**DIRECTIVE A**
Answer these questions about the passage on parenting and holiday gifts:
(i) Where do many of the son's clothes come from?
(ii) What was the writer's primary goal with the rules about the son?
(iii) Whose gifts will the writer watch the son open this Christmas?

— START GIVEN PASSAGE —

In my case, though, I was confusing boundaries with control. I had a million rules when it came to my son; the types of gifts people could give him was only one. And while I told myself these rules were for his benefit, really, my primary goal was to control his every interaction with the world.
As it turns out, this is not only exhausting, it’s impossible. He’s already out in the world without me when he’s with his teachers and babysitters. This will only increase as he gets older and develops his own friends and interests. Trying to control everything that happens to him is a short-term game and also teaches him the wrong lesson.
Preparing him to respond to all the situations he will inevitably encounter is the long game. As parents, we do this by instilling values in our children that serve as a compass to help them navigate the world on their own. We give them the tools, and at some point, we must let go and trust they will use them.
In my son’s case, he’s not experiencing the holidays in a vacuum. The rest of the year, he sees my husband and I use things until they’re worn out instead of always upgrading to the latest and greatest. He knows that many of his clothes (and ours) come from second-hand stores because it’s kinder for the planet and our wallet than always shopping new. We talk to him about the difference between wants and needs and do our best not to give in to instant gratification every time we’re at the store.
This year, then, Christmas will be different. I’ll watch him open gifts from his grandparents, and I’ll hold my tongue. I’ll put my faith in the foundation we’ve laid for him, knowing it will serve him far better than warring with those who love him, and trusting that no amount of gifts from them can truly spoil him.

— END GIVEN PASSAGE —
— START DATA SUPPLIED —

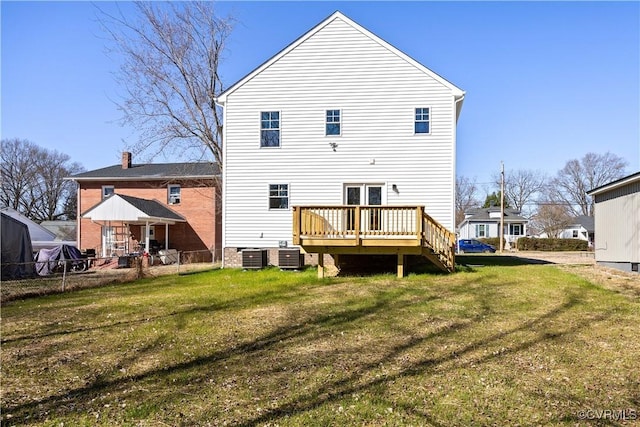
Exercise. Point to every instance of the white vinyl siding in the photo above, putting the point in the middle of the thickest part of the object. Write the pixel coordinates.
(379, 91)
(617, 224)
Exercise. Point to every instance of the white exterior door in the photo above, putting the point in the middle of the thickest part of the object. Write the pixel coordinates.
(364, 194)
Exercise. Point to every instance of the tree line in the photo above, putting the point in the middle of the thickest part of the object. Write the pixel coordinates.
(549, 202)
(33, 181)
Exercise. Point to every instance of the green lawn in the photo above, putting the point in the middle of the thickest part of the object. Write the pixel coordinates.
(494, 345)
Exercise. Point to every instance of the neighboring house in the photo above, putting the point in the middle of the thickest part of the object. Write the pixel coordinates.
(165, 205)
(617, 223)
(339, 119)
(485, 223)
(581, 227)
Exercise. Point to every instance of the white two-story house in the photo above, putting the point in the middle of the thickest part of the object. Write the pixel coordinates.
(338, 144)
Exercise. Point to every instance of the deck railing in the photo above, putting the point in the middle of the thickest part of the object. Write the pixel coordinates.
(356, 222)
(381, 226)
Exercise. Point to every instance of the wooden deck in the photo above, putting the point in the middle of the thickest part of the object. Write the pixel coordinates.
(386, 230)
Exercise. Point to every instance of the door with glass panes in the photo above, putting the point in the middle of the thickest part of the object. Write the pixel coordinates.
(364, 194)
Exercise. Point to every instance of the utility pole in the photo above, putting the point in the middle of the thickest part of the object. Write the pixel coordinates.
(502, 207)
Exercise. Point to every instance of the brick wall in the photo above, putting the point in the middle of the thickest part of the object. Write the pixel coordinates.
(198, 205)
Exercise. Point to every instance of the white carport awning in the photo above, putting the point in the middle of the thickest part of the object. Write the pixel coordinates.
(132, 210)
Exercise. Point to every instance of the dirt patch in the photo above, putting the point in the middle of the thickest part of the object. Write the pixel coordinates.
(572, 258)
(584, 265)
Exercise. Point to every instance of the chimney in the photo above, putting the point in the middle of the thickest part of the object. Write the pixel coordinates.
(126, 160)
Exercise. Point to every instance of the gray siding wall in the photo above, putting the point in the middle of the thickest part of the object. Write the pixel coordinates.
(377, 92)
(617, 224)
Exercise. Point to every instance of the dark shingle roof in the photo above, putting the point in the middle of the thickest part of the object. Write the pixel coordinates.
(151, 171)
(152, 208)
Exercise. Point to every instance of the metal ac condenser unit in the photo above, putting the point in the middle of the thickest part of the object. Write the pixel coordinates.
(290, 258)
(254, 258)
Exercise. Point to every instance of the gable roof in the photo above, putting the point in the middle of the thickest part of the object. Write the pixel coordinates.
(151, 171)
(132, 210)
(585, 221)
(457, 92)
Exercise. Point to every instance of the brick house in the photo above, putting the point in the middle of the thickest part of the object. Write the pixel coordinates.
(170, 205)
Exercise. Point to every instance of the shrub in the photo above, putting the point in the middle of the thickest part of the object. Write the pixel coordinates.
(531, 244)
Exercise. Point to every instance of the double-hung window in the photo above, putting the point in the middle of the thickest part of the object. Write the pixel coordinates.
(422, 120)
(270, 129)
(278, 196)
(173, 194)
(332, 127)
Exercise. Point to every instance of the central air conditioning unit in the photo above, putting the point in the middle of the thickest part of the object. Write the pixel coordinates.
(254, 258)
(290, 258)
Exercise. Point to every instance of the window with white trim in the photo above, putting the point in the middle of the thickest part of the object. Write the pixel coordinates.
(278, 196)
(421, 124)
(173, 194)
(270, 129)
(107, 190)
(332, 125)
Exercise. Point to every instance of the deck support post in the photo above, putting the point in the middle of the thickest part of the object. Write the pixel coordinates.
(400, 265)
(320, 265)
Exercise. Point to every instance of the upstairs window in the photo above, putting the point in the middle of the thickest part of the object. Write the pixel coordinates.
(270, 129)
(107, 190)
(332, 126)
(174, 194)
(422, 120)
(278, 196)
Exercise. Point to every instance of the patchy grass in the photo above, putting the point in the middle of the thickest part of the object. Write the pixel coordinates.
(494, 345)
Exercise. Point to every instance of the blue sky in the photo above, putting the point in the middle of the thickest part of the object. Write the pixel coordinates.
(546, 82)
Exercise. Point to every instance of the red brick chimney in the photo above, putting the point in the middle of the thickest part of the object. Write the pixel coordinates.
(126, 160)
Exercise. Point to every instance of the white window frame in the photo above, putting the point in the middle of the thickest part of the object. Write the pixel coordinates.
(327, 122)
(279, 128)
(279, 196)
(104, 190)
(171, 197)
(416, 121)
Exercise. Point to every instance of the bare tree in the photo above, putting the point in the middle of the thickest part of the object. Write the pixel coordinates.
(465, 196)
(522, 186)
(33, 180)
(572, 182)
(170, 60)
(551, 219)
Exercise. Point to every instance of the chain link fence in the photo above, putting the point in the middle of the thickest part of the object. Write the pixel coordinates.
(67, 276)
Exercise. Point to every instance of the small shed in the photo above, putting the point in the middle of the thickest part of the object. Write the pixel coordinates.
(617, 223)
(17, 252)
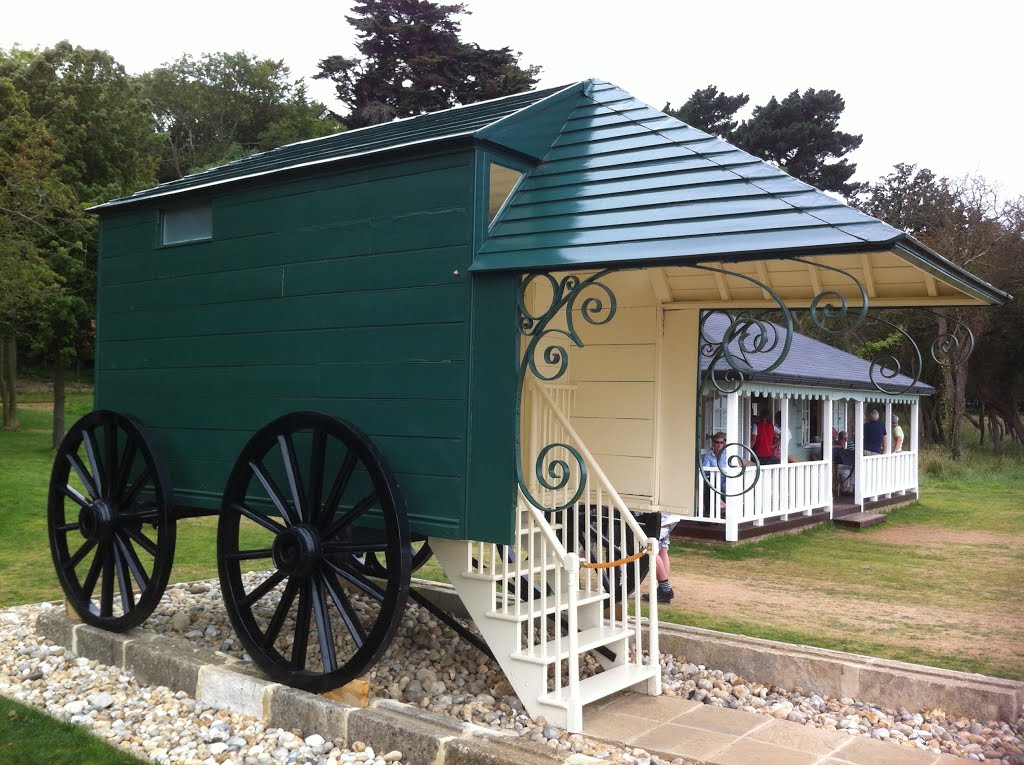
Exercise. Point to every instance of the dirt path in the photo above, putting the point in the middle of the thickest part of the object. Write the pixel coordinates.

— END DATA SUPPLIED —

**DIRECTIVE B**
In the entries, rewrite the stretch from the line containing "Exercise. Point to every instance of the bare" through the end of the entries, swapping "small shed" for "storage shed" and keeping everything else unchanged. Leave the pictures out.

**RIGHT ANSWER A**
(i) Second-hand stores.
(ii) To control his every interaction with the world.
(iii) His grandparents'.

**RIGHT ANSWER B**
Exercise. Point to every instance of the bare tree in the photo above, putting the point in the middle of the thickest part of the object. Write the pixel coordinates.
(465, 196)
(522, 186)
(33, 180)
(572, 182)
(170, 60)
(551, 219)
Exercise. Point to every instance of the chain link fence in the photo above, putting the point in the middle of the thickest part of the object. Write the pixel coordinates.
(67, 276)
Exercise. Point to every instance of the storage shed in the photo above, putting the point in the middle of the thickest part of the object. Write the pixel coordinates.
(617, 223)
(17, 252)
Exercise. Point to every instance of the dirt path in the photo above, putting the point in the middle of the thickest part of the object. Write the pixel coordinates.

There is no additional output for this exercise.